Files
crawl4ai/tests/memory
AHMET YILMAZ f7a3366f72 #1375 : refactor(proxy) Deprecate 'proxy' parameter in BrowserConfig and enhance proxy string parsing
- Updated ProxyConfig.from_string to support multiple proxy formats, including URLs with credentials.
- Deprecated the 'proxy' parameter in BrowserConfig, replacing it with 'proxy_config' for better flexibility.
- Added warnings for deprecated usage and clarified behavior when both parameters are provided.
- Updated documentation and tests to reflect changes in proxy configuration handling.
2025-08-28 17:21:49 +08:00
..

Crawl4AI Stress Testing and Benchmarking

This directory contains tools for stress testing Crawl4AI's arun_many method and dispatcher system with high volumes of URLs to evaluate performance, concurrency handling, and potentially detect memory issues. It also includes a benchmarking system to track performance over time.

Quick Start

# Run a default stress test (small config) and generate a report
# (Assumes run_all.sh is updated to call run_benchmark.py)
./run_all.sh

Note: run_all.sh might need to be updated if it directly called the old script.

Overview

The stress testing system works by:

  1. Generating a local test site with heavy HTML pages (regenerated by default for each test).

TASK PROMPT
Condense the paragraph starting "This directory contains tools" from the Crawl4AI stress-testing page into a short bulleted list that keeps its main facts.

RECORDS SUPPLIED
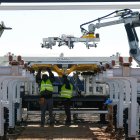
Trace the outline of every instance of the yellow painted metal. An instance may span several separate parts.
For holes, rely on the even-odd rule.
[[[92,33],[92,34],[83,35],[81,38],[96,38],[96,36]]]
[[[93,71],[93,72],[99,72],[100,67],[97,64],[73,64],[70,68],[67,68],[64,70],[63,68],[59,68],[57,64],[33,64],[31,66],[31,69],[38,71],[38,69],[46,70],[46,68],[51,68],[52,71],[56,72],[59,76],[62,76],[63,74],[70,74],[73,71]]]

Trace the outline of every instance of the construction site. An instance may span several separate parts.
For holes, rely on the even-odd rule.
[[[122,24],[129,56],[120,55],[119,50],[106,57],[69,57],[64,53],[59,57],[0,56],[0,140],[139,140],[140,48],[135,29],[140,27],[140,13],[135,10],[139,5],[44,6],[44,1],[40,2],[42,6],[0,5],[0,10],[116,8],[81,24],[80,37],[63,34],[43,38],[41,49],[66,46],[72,50],[75,43],[96,48],[102,41],[97,30]],[[1,22],[0,37],[11,29]],[[50,74],[53,81],[43,81],[43,75]]]

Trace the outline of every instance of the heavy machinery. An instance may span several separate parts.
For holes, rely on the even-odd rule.
[[[111,20],[106,21],[109,19]],[[112,20],[112,19],[115,19],[115,20]],[[94,24],[91,24],[91,23],[94,23]],[[135,59],[135,61],[139,64],[140,63],[139,39],[135,30],[136,27],[140,26],[140,13],[138,11],[134,12],[130,9],[116,10],[108,15],[105,15],[103,17],[81,24],[80,28],[83,35],[88,35],[88,34],[94,35],[96,29],[112,26],[112,25],[117,25],[121,23],[124,24],[125,30],[127,33],[128,43],[130,47],[130,51],[129,51],[130,56],[132,56]],[[88,26],[88,30],[83,28],[83,26],[87,24],[90,24]]]
[[[95,42],[99,42],[99,35],[88,35],[88,36],[82,36],[80,38],[74,37],[71,35],[62,35],[61,37],[48,37],[48,38],[43,38],[43,44],[41,45],[42,48],[47,48],[47,49],[52,49],[52,46],[57,45],[62,46],[66,45],[68,46],[69,49],[74,48],[74,43],[76,42],[83,42],[85,43],[86,47],[89,49],[90,47],[96,47]]]
[[[113,14],[115,14],[114,18],[119,17],[120,19],[105,23],[99,22],[106,20],[107,17]],[[133,12],[129,9],[124,9],[115,11],[107,16],[94,20],[98,21],[98,23],[95,25],[90,24],[94,21],[82,24],[80,27],[82,32],[84,32],[83,37],[86,38],[84,43],[86,42],[88,44],[92,40],[93,43],[96,44],[96,41],[94,40],[96,28],[124,23],[130,45],[130,55],[137,62],[139,62],[138,38],[135,32],[135,27],[140,25],[139,18],[139,12]],[[83,28],[83,26],[86,24],[90,24],[88,31]],[[88,40],[88,37],[93,38]],[[49,38],[49,41],[47,41],[48,43],[52,44],[52,46],[58,42],[60,43],[60,46],[63,45],[63,43],[66,43],[66,45],[70,45],[70,48],[73,48],[73,45],[71,46],[71,42],[76,42],[76,39],[74,39],[74,37],[71,39],[69,39],[69,37],[66,37],[66,40],[61,40],[60,38]],[[78,42],[81,42],[82,40],[83,38],[80,38]],[[45,43],[44,45],[46,46]],[[50,58],[23,57],[23,59],[21,57],[12,58],[12,56],[9,55],[9,60],[4,60],[1,58],[1,61],[8,62],[8,64],[11,66],[4,68],[1,67],[3,71],[0,71],[0,111],[3,113],[4,107],[7,108],[9,112],[12,112],[12,110],[15,109],[18,111],[17,115],[13,113],[12,117],[10,117],[10,115],[7,115],[8,117],[6,117],[8,127],[13,128],[15,126],[14,117],[18,117],[22,114],[19,112],[21,111],[21,108],[17,107],[16,105],[20,105],[20,107],[22,105],[22,108],[27,108],[28,112],[31,110],[38,110],[39,88],[35,81],[35,72],[37,72],[39,68],[45,69],[46,67],[49,67],[52,69],[52,71],[57,73],[57,76],[55,77],[55,91],[53,95],[54,112],[58,111],[60,113],[63,111],[61,106],[59,106],[60,98],[58,93],[61,86],[61,76],[63,73],[65,73],[69,75],[71,82],[75,85],[75,93],[74,97],[72,98],[73,114],[99,113],[101,114],[101,122],[104,122],[104,114],[108,113],[108,110],[104,108],[104,103],[107,98],[110,98],[112,100],[111,104],[113,106],[117,106],[116,112],[113,116],[114,118],[116,117],[114,119],[116,120],[116,128],[122,129],[125,127],[126,135],[128,136],[129,134],[130,138],[135,138],[139,130],[137,125],[139,124],[138,119],[140,116],[140,109],[139,105],[137,104],[137,99],[139,99],[140,93],[140,69],[130,67],[132,57],[127,58],[127,60],[125,60],[123,57],[120,57],[119,55],[108,58],[77,58],[64,57],[61,55],[60,57]],[[22,68],[22,70],[19,68]],[[17,76],[20,77],[16,77],[15,71],[18,73]],[[72,73],[73,75],[71,76]],[[11,89],[13,92],[11,92]],[[78,94],[79,92],[80,94]],[[10,96],[7,98],[5,93],[12,95],[13,98],[10,98]],[[9,104],[13,106],[10,107]],[[112,115],[112,112],[110,114]],[[0,123],[4,125],[3,118],[3,116],[0,118]],[[10,121],[8,121],[8,119]],[[21,117],[19,117],[19,120],[21,121]],[[1,136],[4,134],[3,125],[1,125],[2,127],[0,129]]]

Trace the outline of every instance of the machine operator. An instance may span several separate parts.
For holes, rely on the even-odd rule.
[[[50,68],[46,68],[49,76],[47,74],[43,74],[41,78],[41,71],[43,69],[39,69],[36,75],[36,82],[39,84],[40,87],[40,98],[39,104],[41,109],[41,127],[45,125],[45,112],[46,110],[49,111],[49,120],[50,125],[54,124],[54,117],[53,117],[53,82],[54,82],[54,74],[52,73]]]

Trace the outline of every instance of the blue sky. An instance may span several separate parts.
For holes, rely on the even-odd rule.
[[[74,49],[54,46],[52,50],[41,48],[42,39],[62,34],[80,37],[80,25],[114,10],[52,10],[52,11],[1,11],[0,21],[12,27],[0,38],[0,56],[8,52],[22,56],[111,56],[119,52],[129,56],[129,46],[123,24],[96,30],[100,34],[97,48],[87,49],[76,43]],[[137,10],[134,10],[137,11]],[[87,27],[87,26],[85,26]],[[140,29],[137,30],[138,35]]]

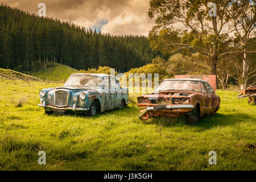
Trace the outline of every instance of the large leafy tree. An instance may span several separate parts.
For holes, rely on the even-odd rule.
[[[218,61],[218,45],[220,39],[224,34],[222,29],[228,23],[228,17],[226,16],[226,7],[229,0],[151,0],[150,9],[148,12],[150,18],[155,19],[156,25],[150,32],[149,40],[153,48],[160,50],[169,49],[168,52],[173,53],[180,50],[191,48],[189,43],[183,43],[179,39],[179,34],[183,34],[184,31],[193,31],[199,35],[194,40],[197,46],[204,46],[203,38],[208,37],[207,41],[211,40],[207,44],[210,72],[217,75]],[[210,2],[217,5],[217,16],[209,15]],[[169,33],[166,34],[167,32]],[[181,35],[180,35],[180,37]],[[210,38],[209,38],[209,36]],[[191,37],[191,38],[193,38]],[[193,40],[190,40],[191,42]],[[159,46],[159,45],[162,46]],[[164,48],[165,47],[165,48]]]
[[[227,16],[232,22],[230,31],[235,32],[235,35],[242,47],[242,72],[237,78],[241,89],[246,86],[250,79],[256,76],[256,71],[254,69],[255,67],[253,67],[256,52],[255,40],[255,38],[253,39],[256,35],[255,2],[255,0],[232,0],[229,3],[226,11]],[[251,57],[253,58],[251,59]]]

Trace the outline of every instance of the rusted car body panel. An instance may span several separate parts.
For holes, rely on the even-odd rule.
[[[248,104],[254,102],[256,105],[256,82],[249,85],[245,89],[237,96],[238,98],[248,97]]]
[[[220,99],[214,92],[203,93],[203,84],[209,84],[198,79],[167,79],[165,80],[197,80],[201,92],[166,90],[156,92],[137,97],[138,106],[142,107],[139,117],[146,119],[154,117],[179,117],[200,106],[200,115],[214,114],[220,109]],[[163,81],[164,81],[164,80]],[[160,83],[160,84],[161,83]],[[160,85],[159,84],[159,85]]]
[[[69,78],[75,76],[82,77],[86,75],[102,79],[103,82],[101,83],[102,85],[99,87],[71,85],[43,89],[40,92],[44,92],[45,95],[40,96],[40,104],[38,106],[43,107],[46,113],[86,113],[89,110],[92,104],[97,101],[100,105],[98,110],[104,112],[119,108],[121,101],[125,104],[129,102],[128,89],[122,88],[118,80],[114,76],[105,74],[77,73],[71,75]],[[81,98],[81,94],[85,95],[85,99]],[[77,100],[74,100],[75,97],[77,97]]]
[[[196,78],[207,81],[215,92],[216,90],[216,76],[209,75],[176,75],[175,78]]]

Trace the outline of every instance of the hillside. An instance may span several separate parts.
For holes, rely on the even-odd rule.
[[[23,80],[41,81],[39,78],[22,73],[13,70],[0,68],[0,78],[11,79],[11,80]]]
[[[59,63],[54,63],[54,67],[46,68],[39,72],[29,72],[28,74],[36,77],[45,80],[59,81],[67,80],[69,75],[72,73],[78,73],[79,71]]]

EXERCISE ANSWER
- Holds tools for stress testing Crawl4AI's arun_many method and dispatcher system with high volumes of URLs
- Aims to evaluate performance and concurrency handling, and potentially detect memory issues
- Includes a benchmarking system for tracking performance over time